*** Opening of MATERIAL FOR THIS EXERCISE ***

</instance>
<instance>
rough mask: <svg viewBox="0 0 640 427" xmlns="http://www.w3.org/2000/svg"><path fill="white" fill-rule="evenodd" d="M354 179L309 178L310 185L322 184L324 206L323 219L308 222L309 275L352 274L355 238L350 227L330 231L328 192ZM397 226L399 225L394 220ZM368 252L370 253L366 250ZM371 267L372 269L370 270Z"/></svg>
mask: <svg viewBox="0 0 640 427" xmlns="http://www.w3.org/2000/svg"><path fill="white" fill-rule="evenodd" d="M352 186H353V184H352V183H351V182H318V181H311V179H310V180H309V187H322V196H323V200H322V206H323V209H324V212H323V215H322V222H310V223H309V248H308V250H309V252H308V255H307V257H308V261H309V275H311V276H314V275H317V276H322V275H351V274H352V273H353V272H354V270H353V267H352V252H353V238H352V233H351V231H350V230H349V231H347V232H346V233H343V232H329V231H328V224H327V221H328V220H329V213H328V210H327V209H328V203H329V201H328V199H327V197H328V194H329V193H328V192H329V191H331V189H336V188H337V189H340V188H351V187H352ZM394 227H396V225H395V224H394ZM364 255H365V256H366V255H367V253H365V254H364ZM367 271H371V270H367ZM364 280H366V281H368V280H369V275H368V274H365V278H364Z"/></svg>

*** Close of MATERIAL FOR THIS EXERCISE ***
*** Opening of MATERIAL FOR THIS EXERCISE ***

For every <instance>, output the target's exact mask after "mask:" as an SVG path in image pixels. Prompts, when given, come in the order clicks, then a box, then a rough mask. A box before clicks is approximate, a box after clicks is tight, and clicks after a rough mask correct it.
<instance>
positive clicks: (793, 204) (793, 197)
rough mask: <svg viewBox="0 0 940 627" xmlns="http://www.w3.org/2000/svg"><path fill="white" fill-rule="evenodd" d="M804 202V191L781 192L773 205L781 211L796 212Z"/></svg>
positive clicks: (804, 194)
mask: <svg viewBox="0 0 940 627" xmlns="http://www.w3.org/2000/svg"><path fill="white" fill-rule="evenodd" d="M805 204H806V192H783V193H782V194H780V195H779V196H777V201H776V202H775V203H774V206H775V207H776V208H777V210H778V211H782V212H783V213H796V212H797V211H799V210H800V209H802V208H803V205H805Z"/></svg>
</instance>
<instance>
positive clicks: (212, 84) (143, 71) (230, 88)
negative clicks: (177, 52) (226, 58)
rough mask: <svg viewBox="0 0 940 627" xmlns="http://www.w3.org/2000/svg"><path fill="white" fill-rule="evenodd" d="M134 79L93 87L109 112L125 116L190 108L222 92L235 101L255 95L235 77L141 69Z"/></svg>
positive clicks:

*** Close of MATERIAL FOR THIS EXERCISE ***
*** Opening of MATERIAL FOR THIS EXERCISE ***

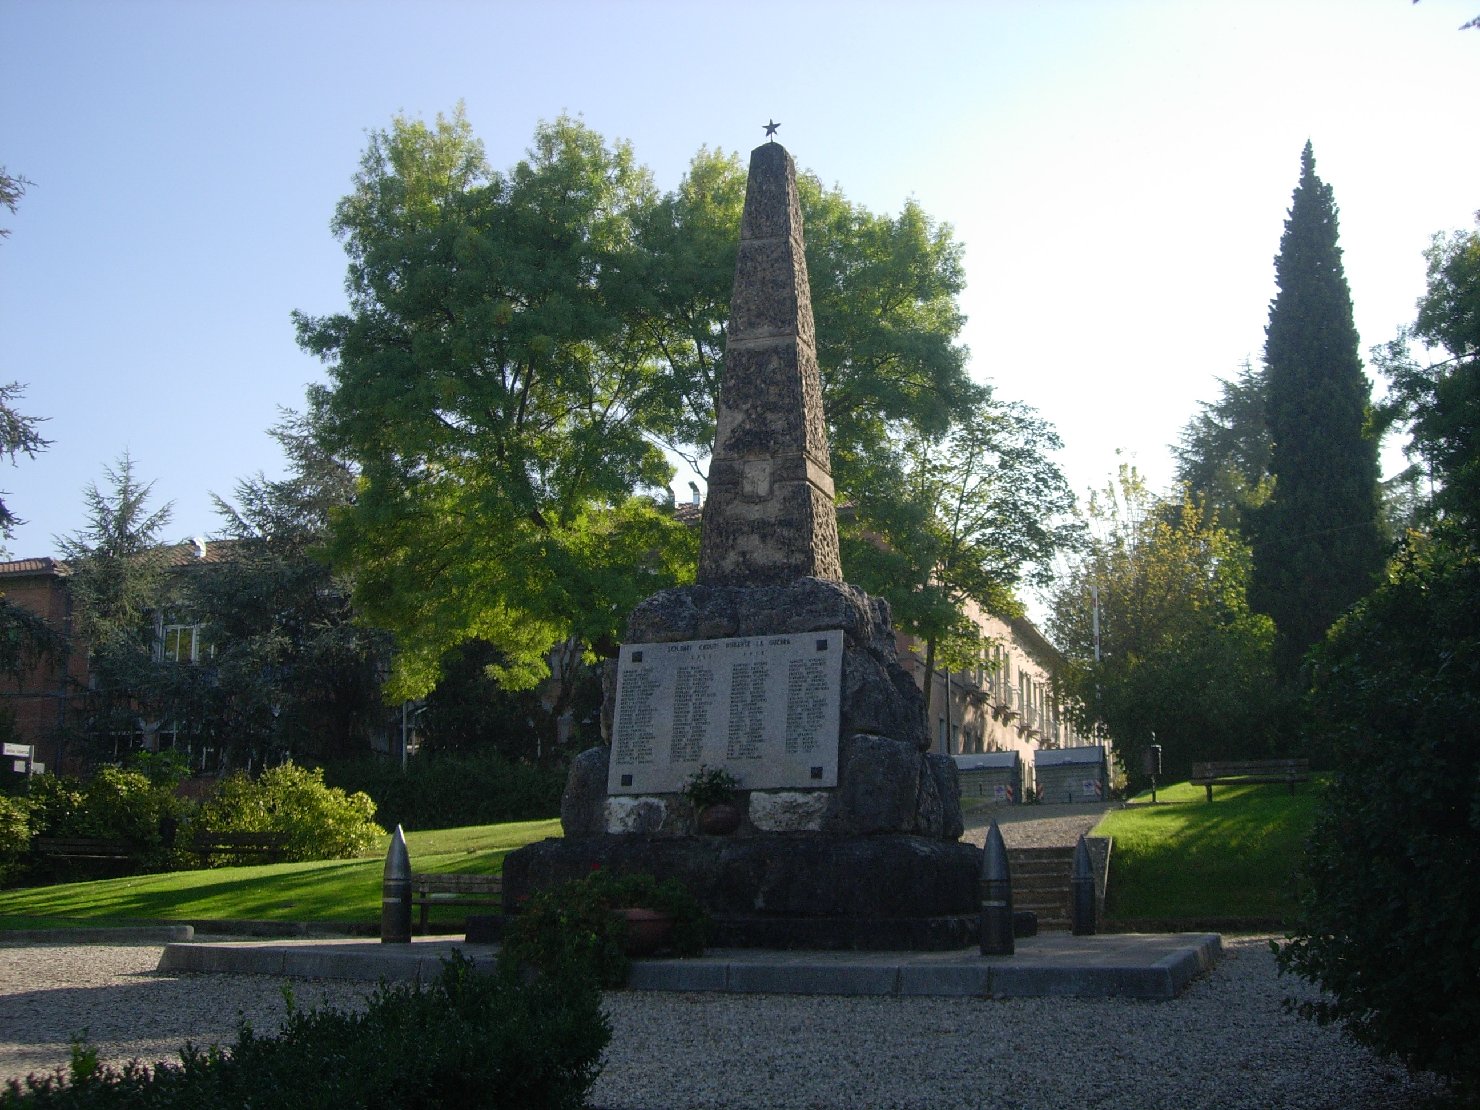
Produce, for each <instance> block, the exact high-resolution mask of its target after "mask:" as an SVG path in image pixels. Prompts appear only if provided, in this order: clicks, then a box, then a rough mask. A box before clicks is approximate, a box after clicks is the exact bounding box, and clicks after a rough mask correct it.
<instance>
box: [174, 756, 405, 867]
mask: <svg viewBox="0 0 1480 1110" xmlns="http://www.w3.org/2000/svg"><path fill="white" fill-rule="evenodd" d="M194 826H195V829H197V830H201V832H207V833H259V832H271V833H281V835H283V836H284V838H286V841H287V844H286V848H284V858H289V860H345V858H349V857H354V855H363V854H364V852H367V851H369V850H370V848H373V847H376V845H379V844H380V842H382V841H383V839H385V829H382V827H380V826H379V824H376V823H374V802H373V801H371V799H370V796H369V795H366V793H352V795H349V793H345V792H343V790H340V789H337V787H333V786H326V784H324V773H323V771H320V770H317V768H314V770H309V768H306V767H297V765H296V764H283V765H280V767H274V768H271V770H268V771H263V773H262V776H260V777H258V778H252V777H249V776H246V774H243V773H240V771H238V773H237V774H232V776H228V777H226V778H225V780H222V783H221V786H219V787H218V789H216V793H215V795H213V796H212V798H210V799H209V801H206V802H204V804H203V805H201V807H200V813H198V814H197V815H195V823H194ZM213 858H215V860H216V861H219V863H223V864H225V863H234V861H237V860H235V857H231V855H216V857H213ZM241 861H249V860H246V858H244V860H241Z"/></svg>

*** Close of MATERIAL FOR THIS EXERCISE ***

* PROBLEM DESCRIPTION:
From the records above, extract every line that contains the string "positive", treating case as significant.

* ANSWER BOX:
positive clicks: (793, 204) (793, 197)
positive clicks: (804, 194)
positive clicks: (212, 84) (143, 71) (230, 88)
positive clicks:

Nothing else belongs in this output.